Supplied text>

Bug #65979 | All SQL Nodes SIGSEGV when writing dupe data to tables where PK spans all cols | ||
---|---|---|---|
Submitted: | 22 Jul 2012 12:12 | Modified: | 5 Sep 2014 9:55 |
Reporter: | Jay Ward | Email Updates: | |
Status: | Can't repeat | Impact on me: | |
Category: | MySQL Cluster: Cluster (NDB) storage engine | Severity: | S1 (Critical) |
Version: | 5.5.25a-ndb-7.2.7-gpl-log | OS: | Linux (CentOS release 6.3 (Final) 2.6.32-279.1.1.el6.x86_64) |
Assigned to: | CPU Architecture: | Any | |
Tags: | binary log, ndb_binlog_index, next_filename, next_position, SIGSEGV |
[22 Jul 2012 12:12]
Jay Ward
[22 Jul 2012 12:22]
Jay Ward
ndb_error_reporter data uploaded to ftp.oracle.com/support/incoming as bug-data-65979.bz2
[22 Jul 2012 13:02]
Jay Ward
As a work around, you can drop the next_file and next_position fields from the mysql.ndb_binlog_index table.
[24 Jul 2012 20:42]
Sveta Smirnova
Thank you for the report. I can not repeat described behavior with current version 7.2.7. Please try this version and inform us if problem still exists.
[3 Aug 2012 15:10]
Jay Ward
Behavior persists after moving to 5.5.25a-ndb-7.2.7-gpl-log: key_buffer_size=16777216 read_buffer_size=262144 max_used_connections=201 max_threads=200 thread_count=3 connection_count=3 It is possible that mysqld could use up to key_buffer_size + (read_buffer_size + sort_buffer_size)*max_threads = 172277 K bytes of memory Hope that's ok; if not, decrease some variables in the equation. Thread pointer: 0xeac3af0 Attempting backtrace. You can use the following information to find out where mysqld died. If you see no messages after this, something went terribly wrong... stack_bottom = 41c3e0f8 thread_stack 0x40000 /usr/local/mysql/bin//mysqld(my_print_stacktrace+0x35)[0x81b5b5] /usr/local/mysql/bin//mysqld(handle_fatal_signal+0x403)[0x6e8413] /lib64/libpthread.so.0[0x32f5a0ebe0] /lib64/libc.so.6(strlen+0x30)[0x32f5278630] /usr/local/mysql/bin//mysqld[0x84c897] /usr/local/mysql/bin//mysqld(ndb_binlog_thread_func+0x1af4)[0x854564] /lib64/libpthread.so.0[0x32f5a0677d] /lib64/libc.so.6(clone+0x6d)[0x32f52d33ed] Trying to get some variables. Some pointers may be invalid and cause the dump to abort. Query (0): is an invalid pointer Connection ID (thread ID): 1 Status: NOT_KILLED Here are the binlog specific params in the my.cnf file: ndb_report_thresh_binlog_mem_usage=20 sync-binlog=1 binlog-stmt-cache-size=2G binlog-cache-size=2G binlog-row-event-max-size=5242880 default-storage-engine=ndbcluster server-id=1093 log-bin=binlog binlog_format=MIXED Can you point me in the direction of where first->next_master_log_file is assigned so I can find out what's causing it to be null at that point?

Data items

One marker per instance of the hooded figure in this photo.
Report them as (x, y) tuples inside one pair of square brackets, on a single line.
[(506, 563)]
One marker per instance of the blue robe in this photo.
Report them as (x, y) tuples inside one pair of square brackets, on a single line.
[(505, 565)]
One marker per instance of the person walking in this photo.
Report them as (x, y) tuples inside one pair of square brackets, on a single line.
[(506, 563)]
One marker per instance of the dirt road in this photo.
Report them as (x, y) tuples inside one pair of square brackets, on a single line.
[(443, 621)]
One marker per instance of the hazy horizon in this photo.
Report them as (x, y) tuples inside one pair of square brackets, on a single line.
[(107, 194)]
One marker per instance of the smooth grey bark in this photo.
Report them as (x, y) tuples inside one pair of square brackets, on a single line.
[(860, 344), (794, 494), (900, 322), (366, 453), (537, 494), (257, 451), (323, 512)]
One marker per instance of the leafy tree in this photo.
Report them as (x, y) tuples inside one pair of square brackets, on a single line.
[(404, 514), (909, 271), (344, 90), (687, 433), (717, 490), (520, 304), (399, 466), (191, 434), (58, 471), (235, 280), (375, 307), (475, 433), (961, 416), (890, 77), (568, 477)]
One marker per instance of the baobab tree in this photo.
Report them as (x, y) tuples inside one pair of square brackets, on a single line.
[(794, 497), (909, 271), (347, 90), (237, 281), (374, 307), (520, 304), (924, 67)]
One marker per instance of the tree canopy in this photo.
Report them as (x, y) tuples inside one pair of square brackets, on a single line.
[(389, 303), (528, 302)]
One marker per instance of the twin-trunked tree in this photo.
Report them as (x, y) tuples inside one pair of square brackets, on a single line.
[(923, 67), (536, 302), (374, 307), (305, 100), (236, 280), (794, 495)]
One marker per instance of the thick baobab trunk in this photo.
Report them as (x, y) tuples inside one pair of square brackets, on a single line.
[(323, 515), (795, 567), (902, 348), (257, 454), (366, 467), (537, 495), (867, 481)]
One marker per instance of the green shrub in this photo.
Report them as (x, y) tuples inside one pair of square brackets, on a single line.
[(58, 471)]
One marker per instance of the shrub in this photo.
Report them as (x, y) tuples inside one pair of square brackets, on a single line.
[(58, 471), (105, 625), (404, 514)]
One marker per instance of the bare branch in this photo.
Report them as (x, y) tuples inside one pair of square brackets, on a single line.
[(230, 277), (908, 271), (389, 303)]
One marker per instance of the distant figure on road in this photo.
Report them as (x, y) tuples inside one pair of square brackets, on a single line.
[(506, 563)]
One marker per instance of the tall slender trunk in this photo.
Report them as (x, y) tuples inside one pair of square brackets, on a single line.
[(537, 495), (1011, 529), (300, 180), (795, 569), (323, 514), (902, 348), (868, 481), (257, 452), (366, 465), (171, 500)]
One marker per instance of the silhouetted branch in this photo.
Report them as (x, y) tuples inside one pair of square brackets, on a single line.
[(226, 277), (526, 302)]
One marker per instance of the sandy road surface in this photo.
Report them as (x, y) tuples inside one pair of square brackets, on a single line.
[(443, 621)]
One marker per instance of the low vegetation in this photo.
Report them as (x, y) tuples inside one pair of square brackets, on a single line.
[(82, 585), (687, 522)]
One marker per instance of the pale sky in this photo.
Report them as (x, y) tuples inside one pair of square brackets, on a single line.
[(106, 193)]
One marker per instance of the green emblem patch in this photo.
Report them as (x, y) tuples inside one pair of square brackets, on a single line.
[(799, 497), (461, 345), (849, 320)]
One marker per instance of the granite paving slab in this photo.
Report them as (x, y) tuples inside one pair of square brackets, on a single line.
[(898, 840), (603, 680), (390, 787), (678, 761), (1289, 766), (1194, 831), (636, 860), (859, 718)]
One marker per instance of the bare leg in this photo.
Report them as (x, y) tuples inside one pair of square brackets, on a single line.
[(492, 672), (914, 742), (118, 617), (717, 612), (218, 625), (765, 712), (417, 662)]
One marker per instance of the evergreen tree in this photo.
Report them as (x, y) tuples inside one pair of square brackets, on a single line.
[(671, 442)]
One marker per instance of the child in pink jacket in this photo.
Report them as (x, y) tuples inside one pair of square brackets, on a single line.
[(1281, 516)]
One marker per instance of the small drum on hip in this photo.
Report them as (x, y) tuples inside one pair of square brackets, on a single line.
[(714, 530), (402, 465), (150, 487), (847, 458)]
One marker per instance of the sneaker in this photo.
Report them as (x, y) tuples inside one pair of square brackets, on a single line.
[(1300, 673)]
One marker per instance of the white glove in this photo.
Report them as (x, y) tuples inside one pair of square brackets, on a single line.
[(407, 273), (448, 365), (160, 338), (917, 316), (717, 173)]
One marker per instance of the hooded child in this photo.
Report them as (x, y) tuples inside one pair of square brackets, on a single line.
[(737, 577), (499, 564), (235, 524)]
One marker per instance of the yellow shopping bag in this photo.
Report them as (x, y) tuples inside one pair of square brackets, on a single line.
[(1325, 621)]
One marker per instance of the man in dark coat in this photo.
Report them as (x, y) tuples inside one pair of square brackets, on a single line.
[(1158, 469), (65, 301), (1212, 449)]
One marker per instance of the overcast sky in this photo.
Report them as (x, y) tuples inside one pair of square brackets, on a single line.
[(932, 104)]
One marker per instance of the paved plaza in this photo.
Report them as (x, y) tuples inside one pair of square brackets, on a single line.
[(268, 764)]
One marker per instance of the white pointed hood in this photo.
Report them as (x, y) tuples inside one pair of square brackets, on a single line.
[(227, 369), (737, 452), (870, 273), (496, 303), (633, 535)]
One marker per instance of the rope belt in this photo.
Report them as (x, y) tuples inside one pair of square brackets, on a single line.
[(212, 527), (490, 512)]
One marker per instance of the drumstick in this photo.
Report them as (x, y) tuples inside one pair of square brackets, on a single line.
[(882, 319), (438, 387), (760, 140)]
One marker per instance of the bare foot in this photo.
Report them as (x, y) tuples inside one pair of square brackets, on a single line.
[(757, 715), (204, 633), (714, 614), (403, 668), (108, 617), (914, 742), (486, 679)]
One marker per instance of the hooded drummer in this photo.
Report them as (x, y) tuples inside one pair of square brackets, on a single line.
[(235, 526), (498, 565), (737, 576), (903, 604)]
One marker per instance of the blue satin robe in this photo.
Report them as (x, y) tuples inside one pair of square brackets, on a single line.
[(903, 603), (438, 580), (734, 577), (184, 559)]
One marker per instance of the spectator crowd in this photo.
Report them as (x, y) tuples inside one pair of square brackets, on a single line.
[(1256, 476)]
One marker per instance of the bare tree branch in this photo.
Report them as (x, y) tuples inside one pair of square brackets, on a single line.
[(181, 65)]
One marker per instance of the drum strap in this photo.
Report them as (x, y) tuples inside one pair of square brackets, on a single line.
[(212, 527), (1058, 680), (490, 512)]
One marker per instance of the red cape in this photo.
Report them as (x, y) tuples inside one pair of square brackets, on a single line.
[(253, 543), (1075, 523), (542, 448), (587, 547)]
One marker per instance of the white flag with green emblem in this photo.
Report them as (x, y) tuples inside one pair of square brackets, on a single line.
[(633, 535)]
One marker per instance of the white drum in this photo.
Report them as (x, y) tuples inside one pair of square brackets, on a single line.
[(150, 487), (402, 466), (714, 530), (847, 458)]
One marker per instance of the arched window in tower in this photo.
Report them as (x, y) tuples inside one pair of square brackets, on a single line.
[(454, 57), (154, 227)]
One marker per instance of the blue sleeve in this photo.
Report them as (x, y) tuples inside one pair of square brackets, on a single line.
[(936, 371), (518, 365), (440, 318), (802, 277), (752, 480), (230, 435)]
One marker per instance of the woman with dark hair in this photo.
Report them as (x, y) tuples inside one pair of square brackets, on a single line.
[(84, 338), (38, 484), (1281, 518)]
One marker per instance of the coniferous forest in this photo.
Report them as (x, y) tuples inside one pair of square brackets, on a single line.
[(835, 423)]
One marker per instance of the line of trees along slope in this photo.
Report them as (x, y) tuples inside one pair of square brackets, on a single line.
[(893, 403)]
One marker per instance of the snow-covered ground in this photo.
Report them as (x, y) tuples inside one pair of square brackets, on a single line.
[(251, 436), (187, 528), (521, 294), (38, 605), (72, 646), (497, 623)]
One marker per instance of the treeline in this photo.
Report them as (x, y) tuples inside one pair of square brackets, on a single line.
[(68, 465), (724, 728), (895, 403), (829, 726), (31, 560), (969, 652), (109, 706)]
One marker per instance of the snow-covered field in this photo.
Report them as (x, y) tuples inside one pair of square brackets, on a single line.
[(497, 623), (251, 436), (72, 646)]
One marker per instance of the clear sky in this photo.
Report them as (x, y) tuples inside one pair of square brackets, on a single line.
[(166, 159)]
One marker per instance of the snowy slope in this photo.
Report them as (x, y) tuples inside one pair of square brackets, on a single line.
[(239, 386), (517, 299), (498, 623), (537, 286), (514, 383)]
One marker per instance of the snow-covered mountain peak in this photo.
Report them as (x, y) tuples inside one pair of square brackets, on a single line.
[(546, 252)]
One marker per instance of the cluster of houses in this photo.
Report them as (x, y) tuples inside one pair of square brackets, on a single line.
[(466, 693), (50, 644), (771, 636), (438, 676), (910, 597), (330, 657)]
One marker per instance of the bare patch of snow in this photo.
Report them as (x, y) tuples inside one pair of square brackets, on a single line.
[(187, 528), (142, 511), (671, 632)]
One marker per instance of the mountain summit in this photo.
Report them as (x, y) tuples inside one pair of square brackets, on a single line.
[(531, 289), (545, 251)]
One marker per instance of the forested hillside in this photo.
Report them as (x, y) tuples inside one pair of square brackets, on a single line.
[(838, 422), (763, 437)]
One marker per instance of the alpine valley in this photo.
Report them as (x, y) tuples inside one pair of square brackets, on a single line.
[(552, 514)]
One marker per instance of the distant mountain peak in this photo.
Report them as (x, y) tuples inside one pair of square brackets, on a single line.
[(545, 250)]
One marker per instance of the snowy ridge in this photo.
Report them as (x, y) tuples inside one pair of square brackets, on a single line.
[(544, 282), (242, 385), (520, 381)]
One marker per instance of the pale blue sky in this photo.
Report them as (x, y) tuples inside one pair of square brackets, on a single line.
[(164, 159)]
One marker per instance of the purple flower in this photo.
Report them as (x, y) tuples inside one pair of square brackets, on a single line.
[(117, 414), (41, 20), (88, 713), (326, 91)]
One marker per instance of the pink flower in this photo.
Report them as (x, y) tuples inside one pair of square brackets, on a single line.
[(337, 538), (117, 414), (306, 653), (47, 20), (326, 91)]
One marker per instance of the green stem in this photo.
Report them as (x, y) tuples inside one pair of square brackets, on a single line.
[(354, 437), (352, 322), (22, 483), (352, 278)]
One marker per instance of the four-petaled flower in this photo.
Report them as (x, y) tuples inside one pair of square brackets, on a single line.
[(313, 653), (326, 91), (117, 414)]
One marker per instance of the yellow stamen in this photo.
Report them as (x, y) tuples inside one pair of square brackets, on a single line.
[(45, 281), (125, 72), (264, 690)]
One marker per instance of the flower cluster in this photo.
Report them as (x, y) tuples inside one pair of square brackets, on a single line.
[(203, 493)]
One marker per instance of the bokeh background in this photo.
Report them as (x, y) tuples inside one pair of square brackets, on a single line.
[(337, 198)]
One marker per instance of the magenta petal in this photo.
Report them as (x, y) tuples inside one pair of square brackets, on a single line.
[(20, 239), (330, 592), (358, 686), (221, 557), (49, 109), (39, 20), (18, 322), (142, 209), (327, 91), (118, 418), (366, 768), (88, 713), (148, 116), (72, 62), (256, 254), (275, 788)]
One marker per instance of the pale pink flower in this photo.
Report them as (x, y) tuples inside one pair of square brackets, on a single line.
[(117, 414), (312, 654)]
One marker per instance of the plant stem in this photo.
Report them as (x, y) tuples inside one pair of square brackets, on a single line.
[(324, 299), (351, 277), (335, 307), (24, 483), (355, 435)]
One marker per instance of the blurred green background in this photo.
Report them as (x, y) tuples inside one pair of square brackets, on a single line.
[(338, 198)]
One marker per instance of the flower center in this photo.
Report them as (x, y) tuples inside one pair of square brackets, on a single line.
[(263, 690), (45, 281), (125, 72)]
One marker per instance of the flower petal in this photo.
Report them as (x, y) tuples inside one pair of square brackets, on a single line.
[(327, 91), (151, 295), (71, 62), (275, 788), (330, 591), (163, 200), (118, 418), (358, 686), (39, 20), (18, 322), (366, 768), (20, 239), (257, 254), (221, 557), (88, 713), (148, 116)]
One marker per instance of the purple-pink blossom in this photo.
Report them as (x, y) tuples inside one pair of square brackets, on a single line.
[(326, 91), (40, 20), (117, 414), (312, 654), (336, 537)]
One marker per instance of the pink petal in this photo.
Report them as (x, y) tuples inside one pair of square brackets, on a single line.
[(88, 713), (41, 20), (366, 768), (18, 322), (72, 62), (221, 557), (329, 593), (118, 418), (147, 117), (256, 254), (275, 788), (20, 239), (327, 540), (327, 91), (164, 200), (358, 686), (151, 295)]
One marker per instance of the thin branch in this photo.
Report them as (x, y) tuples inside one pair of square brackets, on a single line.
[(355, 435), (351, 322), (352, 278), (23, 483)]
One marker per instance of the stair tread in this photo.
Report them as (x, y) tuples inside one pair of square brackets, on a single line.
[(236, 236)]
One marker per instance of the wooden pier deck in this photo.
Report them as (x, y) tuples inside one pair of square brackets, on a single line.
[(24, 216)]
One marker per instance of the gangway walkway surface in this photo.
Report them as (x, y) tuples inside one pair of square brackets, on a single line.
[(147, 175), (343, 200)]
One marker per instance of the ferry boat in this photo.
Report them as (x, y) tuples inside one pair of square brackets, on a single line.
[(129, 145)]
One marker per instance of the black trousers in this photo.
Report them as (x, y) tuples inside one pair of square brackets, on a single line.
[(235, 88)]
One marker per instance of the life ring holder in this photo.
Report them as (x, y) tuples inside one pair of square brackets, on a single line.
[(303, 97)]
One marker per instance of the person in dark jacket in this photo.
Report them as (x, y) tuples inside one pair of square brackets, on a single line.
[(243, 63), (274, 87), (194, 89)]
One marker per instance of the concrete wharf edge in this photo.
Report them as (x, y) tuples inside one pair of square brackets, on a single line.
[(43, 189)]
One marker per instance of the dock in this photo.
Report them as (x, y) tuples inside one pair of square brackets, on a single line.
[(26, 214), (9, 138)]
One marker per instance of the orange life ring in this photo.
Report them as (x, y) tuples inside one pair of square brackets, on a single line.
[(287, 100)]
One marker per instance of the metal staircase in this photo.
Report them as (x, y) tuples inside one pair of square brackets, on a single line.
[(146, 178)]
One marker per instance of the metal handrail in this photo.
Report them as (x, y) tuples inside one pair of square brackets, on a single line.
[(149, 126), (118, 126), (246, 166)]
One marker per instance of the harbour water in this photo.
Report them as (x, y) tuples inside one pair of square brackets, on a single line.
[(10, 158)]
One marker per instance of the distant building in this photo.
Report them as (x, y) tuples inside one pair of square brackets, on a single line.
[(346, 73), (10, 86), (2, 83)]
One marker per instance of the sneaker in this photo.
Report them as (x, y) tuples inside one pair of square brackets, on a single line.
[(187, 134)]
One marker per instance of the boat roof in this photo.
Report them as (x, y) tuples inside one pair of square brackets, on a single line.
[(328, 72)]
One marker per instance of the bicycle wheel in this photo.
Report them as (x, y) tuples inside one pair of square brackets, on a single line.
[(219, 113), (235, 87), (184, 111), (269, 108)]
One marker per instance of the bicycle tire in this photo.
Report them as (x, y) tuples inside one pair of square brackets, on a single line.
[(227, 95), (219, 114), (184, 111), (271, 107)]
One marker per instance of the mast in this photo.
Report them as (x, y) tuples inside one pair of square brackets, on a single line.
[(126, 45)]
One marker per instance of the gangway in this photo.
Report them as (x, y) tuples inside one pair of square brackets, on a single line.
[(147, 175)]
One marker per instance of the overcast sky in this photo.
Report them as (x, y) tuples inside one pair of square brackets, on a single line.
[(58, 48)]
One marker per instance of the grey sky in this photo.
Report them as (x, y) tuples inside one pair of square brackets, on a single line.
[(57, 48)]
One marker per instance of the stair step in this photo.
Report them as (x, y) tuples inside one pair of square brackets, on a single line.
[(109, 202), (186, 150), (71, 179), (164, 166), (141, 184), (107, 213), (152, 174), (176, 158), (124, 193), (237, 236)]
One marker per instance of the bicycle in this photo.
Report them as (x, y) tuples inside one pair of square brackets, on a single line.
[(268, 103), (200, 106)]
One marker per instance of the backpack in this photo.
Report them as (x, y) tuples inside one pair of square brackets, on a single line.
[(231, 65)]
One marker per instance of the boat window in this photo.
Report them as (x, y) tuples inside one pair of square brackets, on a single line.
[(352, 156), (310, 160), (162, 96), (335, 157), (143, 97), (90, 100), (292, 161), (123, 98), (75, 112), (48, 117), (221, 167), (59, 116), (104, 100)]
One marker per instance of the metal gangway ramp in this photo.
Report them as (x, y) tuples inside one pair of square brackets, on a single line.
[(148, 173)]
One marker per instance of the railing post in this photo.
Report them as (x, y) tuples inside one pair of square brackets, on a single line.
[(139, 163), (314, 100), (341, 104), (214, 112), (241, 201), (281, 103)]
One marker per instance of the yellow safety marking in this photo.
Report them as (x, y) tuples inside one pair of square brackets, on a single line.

Direction>
Decide whether each statement agrees with the bug report, answering yes or no and quoting the deciding words: (a) the status is listed as not reproducible; (b) the severity is given as S2; (c) Sveta Smirnova was able to reproduce the behavior with version 7.2.7. Rely on the text alone.

Correct response>
(a) Yes: "Status: | Can't repeat"
(b) No: "Severity: | S1 (Critical)"
(c) No: "I can not repeat described behavior with current version 7.2.7."